**Tasks:**
• 1. Answer these questions about the Covid-19 discussion:
(a) What is the new maximum number of people allowed at public events under the tougher restrictions, and what was the previous limit?
(b) According to the quoted passage, how many recorded cases and deaths did Italy have?
(c) What death rate does the quoted passage give for Germany?
• 2. Edit the Covid-19 discussion from "50k cases with" to "it plays out.", replacing "pubs" with "cafes".
• 3. Resume the Covid-19 discussion, continuing after its final sentence.

**Excerpt:**
※ ※ ※
50k cases with fewer than 400 stiffs..
I’m not really surprised if their motorway discipline towards the Rettungswagen is anything to go by...
Yeah. A typically Swedish response. The fear of doing too much means they inevitably do very little. They introduced some tougher restrictions today by reducing the maximum number of people allowed at public events to 50 down from 500. This doesn’t include pubs, bars, restaurants etc. Schools are still open as well (for 1-14 year olds anyway). Our curve has levelled off a bit at the minute so it will be interesting to see how it plays out.
They’re farking cheating, as usual ...
Tweet from Brillo pad -
Not sure that necessarily follows, Pippa. Germany, I'm told, records as cause of death any underlying condition (if there is one) even if they had coronavirus. We record it as CV death if they had virus regardless of underlying conditions. See Prof Lee in The Spectator.
Here's the article, which doesn't say what Neil says it does, but does correctly point out that the idea that there can be wildly differing death rates in otherwise comparable countries is patently nonsensical.
This is the key quote:
https://www.spectator.co.uk/article/...ar-as-we-thinkThe data on Covid-19 differs wildly from country to country. Look at the figures for Italy and Germany. At the time of writing, Italy has 69,176 recorded cases and 6,820 deaths, a rate of 9.9 per cent. Germany has 32,986 cases and 157 deaths, a rate of 0.5 per cent. Do we think that the strain of virus is so different in these nearby countries as to virtually represent different diseases? Or that the populations are so different in their susceptibility to the virus that the death rate can vary more than twentyfold? If not, we ought to suspect systematic error, that the Covid-19 data we are seeing from different countries is not directly comparable.
※ ※ ※
**Supplied information:**
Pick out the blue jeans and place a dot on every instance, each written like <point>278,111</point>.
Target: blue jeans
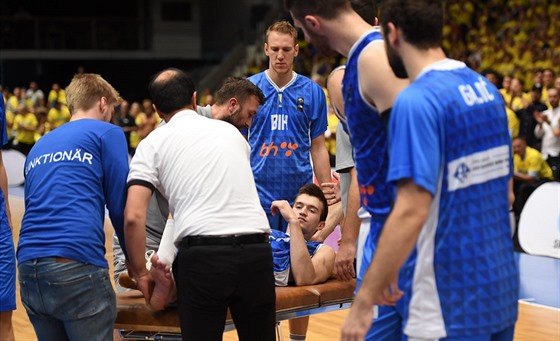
<point>68,300</point>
※ ※ ※
**Task-by-task answers:**
• 1.
(a) The maximum is now 50, down from 500.
(b) Italy had 69,176 recorded cases and 6,820 deaths.
(c) Germany's death rate is 0.5 per cent.

• 2.
50k cases with fewer than 400 stiffs..
I’m not really surprised if their motorway discipline towards the Rettungswagen is anything to go by...
Yeah. A typically Swedish response. The fear of doing too much means they inevitably do very little. They introduced some tougher restrictions today by reducing the maximum number of people allowed at public events to 50 down from 500. This doesn’t include cafes, bars, restaurants etc. Schools are still open as well (for 1-14 year olds anyway). Our curve has levelled off a bit at the minute so it will be interesting to see how it plays out.

• 3.
I would actually say that Italy is proving to be a quite spectacularly different case though - and the more thorough testing in Germany is contributing the difference in rates. That is an excellent article and much more nuanced read, as you say, than Neil made it out to be
Oh, there are certainly regional differences that may be as much to do with cultural factors as anything. There's not much doubt that southern Europe is having a worse go of it that northern Europe, which is very probably due to simple things like levels of tactility, the number of multi-generational households, greater proximity, etc. Equally, countries with high elderly muslim populations are seeing disproportionate death rates among them because of (again) multi-generational households, cultural and communal factors.
There are huge numbers of factors, but the points stands that direct comparisons are pretty meaningless.